- _WHAT THE TASK REQUIRES_:
Set out the records again, keeping every word as it is.

- _SUPPLIED MATERIAL_:
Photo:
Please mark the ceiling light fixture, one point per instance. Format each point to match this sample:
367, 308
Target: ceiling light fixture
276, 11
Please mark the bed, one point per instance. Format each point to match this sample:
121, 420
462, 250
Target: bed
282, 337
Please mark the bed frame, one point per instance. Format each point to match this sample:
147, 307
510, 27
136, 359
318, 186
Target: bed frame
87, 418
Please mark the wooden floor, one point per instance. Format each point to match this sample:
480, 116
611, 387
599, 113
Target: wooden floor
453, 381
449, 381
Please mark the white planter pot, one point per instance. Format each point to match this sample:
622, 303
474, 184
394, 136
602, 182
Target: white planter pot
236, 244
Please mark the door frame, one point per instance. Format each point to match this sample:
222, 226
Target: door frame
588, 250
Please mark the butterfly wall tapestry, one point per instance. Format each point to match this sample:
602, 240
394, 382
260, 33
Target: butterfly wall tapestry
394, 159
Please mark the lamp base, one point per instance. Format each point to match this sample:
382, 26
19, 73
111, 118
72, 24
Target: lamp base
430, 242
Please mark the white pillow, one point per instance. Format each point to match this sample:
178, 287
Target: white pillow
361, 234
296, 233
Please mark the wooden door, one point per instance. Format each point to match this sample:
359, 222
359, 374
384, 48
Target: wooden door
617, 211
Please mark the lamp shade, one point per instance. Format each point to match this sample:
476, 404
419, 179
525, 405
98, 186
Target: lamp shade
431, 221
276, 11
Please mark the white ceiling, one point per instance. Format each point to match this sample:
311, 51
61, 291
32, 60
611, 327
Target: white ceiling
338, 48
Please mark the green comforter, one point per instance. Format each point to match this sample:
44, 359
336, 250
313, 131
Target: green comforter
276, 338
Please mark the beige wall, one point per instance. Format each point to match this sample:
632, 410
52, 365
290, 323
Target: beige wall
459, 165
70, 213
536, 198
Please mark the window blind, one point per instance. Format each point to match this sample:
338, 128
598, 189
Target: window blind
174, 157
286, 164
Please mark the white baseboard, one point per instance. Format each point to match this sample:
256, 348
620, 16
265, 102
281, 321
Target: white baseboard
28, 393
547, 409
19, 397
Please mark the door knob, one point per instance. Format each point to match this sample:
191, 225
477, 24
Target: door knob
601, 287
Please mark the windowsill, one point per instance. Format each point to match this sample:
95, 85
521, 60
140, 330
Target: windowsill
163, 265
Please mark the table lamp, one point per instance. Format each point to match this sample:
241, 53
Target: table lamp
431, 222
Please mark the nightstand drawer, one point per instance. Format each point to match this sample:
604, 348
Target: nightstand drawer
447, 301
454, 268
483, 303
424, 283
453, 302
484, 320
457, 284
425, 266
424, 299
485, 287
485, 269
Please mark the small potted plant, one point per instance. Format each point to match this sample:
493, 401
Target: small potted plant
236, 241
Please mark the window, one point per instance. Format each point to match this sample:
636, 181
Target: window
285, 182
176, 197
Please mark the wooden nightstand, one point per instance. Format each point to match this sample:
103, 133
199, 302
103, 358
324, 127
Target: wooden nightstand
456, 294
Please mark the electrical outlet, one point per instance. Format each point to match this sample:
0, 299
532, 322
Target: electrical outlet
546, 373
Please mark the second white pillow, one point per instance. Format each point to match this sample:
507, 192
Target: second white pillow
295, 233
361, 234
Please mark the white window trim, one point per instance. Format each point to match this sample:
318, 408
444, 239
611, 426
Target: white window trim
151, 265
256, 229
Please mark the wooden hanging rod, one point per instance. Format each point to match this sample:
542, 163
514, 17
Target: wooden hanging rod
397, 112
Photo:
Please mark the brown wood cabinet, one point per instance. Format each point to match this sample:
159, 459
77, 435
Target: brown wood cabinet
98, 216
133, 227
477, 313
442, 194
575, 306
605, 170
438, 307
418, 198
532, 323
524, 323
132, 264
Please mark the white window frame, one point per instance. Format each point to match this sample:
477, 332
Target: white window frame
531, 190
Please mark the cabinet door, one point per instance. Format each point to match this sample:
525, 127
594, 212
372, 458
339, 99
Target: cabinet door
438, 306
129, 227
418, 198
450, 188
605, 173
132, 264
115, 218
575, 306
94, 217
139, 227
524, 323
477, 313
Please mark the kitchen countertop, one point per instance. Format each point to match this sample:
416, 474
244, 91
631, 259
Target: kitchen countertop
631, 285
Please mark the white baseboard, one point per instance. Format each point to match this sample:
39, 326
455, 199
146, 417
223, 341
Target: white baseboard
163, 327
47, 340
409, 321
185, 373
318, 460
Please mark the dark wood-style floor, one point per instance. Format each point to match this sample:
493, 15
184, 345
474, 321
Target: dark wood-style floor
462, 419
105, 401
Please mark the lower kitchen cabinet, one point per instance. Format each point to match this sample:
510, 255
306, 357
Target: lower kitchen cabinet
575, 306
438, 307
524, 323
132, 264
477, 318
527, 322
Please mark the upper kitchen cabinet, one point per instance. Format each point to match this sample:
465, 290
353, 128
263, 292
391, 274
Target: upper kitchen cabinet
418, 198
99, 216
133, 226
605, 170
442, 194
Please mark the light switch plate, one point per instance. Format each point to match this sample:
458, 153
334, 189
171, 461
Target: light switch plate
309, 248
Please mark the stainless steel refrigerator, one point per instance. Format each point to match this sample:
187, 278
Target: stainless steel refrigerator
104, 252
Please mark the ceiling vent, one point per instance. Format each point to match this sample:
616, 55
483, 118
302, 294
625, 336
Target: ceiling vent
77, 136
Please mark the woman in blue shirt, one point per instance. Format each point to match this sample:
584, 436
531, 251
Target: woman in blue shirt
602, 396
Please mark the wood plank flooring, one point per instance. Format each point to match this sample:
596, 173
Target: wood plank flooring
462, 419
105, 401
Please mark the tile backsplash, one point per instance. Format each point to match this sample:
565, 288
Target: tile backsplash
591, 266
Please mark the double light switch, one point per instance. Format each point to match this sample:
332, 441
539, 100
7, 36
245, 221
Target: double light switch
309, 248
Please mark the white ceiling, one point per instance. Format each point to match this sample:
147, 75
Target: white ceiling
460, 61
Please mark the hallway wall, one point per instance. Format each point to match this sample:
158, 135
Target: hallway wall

- _REPLY_:
Photo:
Please mark the ceiling light fixture, one point per instance. Format each point to match this sample:
367, 308
Target: ceiling light fixture
276, 11
Please mark the bed, one point per instance. Format each point to match this sample:
121, 420
462, 250
Target: bed
282, 337
Please mark the bed frame, one point per instance. Format each point to match this sample:
147, 307
510, 27
136, 359
318, 186
Target: bed frame
87, 418
Please mark the wooden floor, one point per instance. Format each point to match this sample:
480, 116
611, 387
599, 113
Target: wooden floor
453, 381
449, 381
Please mark the white planter pot, one point per instance. Format each point to match this sample:
622, 303
474, 184
394, 136
602, 182
Target: white planter pot
236, 244
Please mark the door frame, one point per instance. Format each point to match this sample:
222, 226
Target: door frame
588, 250
Please mark the butterfly wall tapestry, one point per instance. Format each point to match this sample:
602, 240
394, 382
260, 33
Target: butterfly wall tapestry
394, 159
Please mark the lamp base, one point per instance. Format each point to match this sample:
382, 26
19, 73
111, 118
72, 24
Target: lamp base
430, 242
Please mark the white pillow, one point per instance. Format each point to match this sample:
178, 287
Target: white pillow
361, 234
296, 233
Please mark the wooden door, one point per instance. Format each point to match this sample:
359, 222
359, 374
384, 48
Target: wooden door
617, 211
Please mark the lamp shade, one point per instance. Format each point to match this sample:
476, 404
419, 179
525, 405
98, 186
Target: lamp shade
431, 221
276, 11
Please mark the white ceiling, one point per instance. Format each point to match this sample:
311, 51
61, 291
32, 60
611, 327
Target: white ceiling
338, 48
Please mark the green comforter, one point per instance. Format each point to match this sample:
44, 359
336, 250
313, 131
Target: green comforter
276, 338
Please mark the beige wall, one point per instance. Format each point to match this sample:
632, 410
52, 365
290, 323
Target: beige wall
459, 165
70, 213
536, 198
Please mark the window blind, one point per instance. Format each point to match this sample:
338, 128
598, 189
Target: window blind
174, 157
286, 164
Please mark the white baseboard, one point per instance. Format each point to match this sample:
256, 348
620, 16
265, 102
281, 321
Target: white baseboard
28, 393
547, 409
19, 397
Please mark the door knob, one point per instance. Format each point to match this sample:
191, 225
477, 24
Target: door knob
601, 287
Please mark the windowsill, one point per instance. Format each point to match this sample:
95, 85
521, 60
140, 330
Target: windowsill
163, 265
Please mark the table lamp, one point per instance. Format each point to match this sample:
241, 53
Target: table lamp
431, 222
Please mark the nightstand drawer, one point per instance. Format each point to match this sample:
604, 348
Target: nightstand drawer
447, 301
454, 268
483, 303
424, 283
453, 302
484, 320
457, 284
425, 266
424, 299
485, 287
485, 269
Please mark the small potted plant, one point per instance. Format each point to match this sample:
493, 401
Target: small potted plant
236, 241
Please mark the window, one point per instance. Format each point to match this sample:
636, 181
Target: window
285, 182
176, 197
Please mark the wooden nightstand, one point per instance. Format each point to match this sample:
103, 133
199, 302
103, 358
324, 127
Target: wooden nightstand
456, 294
Please mark the electrical outlet, one point per instance. Format each point to match this sample:
0, 299
532, 322
Target: electrical outlet
546, 373
Please mark the second white pillow, one point per instance. Format each point to match this sample:
507, 192
Target: second white pillow
295, 233
361, 234
Please mark the white window trim, one point per instance. Format each point to match this sample:
318, 408
444, 239
611, 426
Target: white window trim
151, 265
256, 229
Please mark the wooden hanging rod, one point per instance. Format each point to match this sample:
542, 163
514, 17
Target: wooden hanging rod
397, 112
Photo:
Please mark the brown wood cabinet, one point per instance. Format each point to match this sample:
159, 459
77, 435
Target: brown wood cabinet
98, 216
133, 227
477, 313
442, 194
575, 306
605, 170
438, 307
418, 198
532, 323
524, 323
132, 264
Please mark the white window frame, one point per instance. Format each point to match this sample:
477, 332
Target: white window frame
531, 190
Please mark the cabinet door, one point per instance. Format each point to match this sample:
525, 127
594, 212
372, 458
339, 99
Target: cabinet door
438, 306
129, 227
418, 198
450, 188
605, 173
132, 264
115, 218
575, 306
94, 217
139, 227
524, 323
477, 313
Please mark the kitchen countertop, one point per instance. Format each point to match this sample:
416, 474
244, 91
631, 259
Target: kitchen countertop
631, 285
Please mark the white baseboard, one point per instance. Format each point to match this sample:
39, 326
455, 199
146, 417
223, 341
Target: white baseboard
163, 327
47, 340
409, 321
185, 373
318, 460
Please mark the dark wood-style floor, one point per instance. Format each point to match this sample:
493, 15
184, 345
474, 321
Target: dark wood-style floor
462, 419
105, 401
Please mark the lower kitchen cabinet, one point per instance. Format each point to match this sample:
510, 255
306, 357
Target: lower kitchen cabinet
575, 306
438, 307
524, 323
132, 264
477, 318
527, 322
Please mark the upper kitchen cabinet, one point per instance. Format each point to match this sample:
465, 290
353, 128
263, 292
391, 274
Target: upper kitchen cabinet
418, 198
99, 216
133, 226
605, 170
442, 194
Please mark the light switch plate, one point per instance. Format each point to match this sample:
458, 153
334, 189
171, 461
Target: light switch plate
309, 248
Please mark the stainless steel refrigerator, one point per instance. Format each point to match this sample:
187, 278
Target: stainless steel refrigerator
104, 252
Please mark the ceiling vent, one point per instance. Format each point to match this sample:
616, 55
483, 118
302, 294
625, 336
Target: ceiling vent
77, 136
Please mark the woman in blue shirt, one point per instance. Format each point to match this sample:
584, 436
531, 251
Target: woman in blue shirt
602, 396
Please mark the wood plank flooring, one point per instance. Format each point to match this sample:
596, 173
Target: wood plank flooring
462, 419
105, 401
Please mark the tile backsplash, one point per instance. Format each point to match this sample:
565, 288
Target: tile backsplash
591, 266
Please mark the double light switch, one point per instance. Format each point to match this sample:
332, 441
539, 100
7, 36
245, 221
Target: double light switch
309, 248
Please mark the white ceiling, one point per instance. Format each point to match this sample:
147, 75
Target: white ceiling
460, 61
Please mark the hallway wall, one point per instance. Format each point to match this sample:
158, 135
Target: hallway wall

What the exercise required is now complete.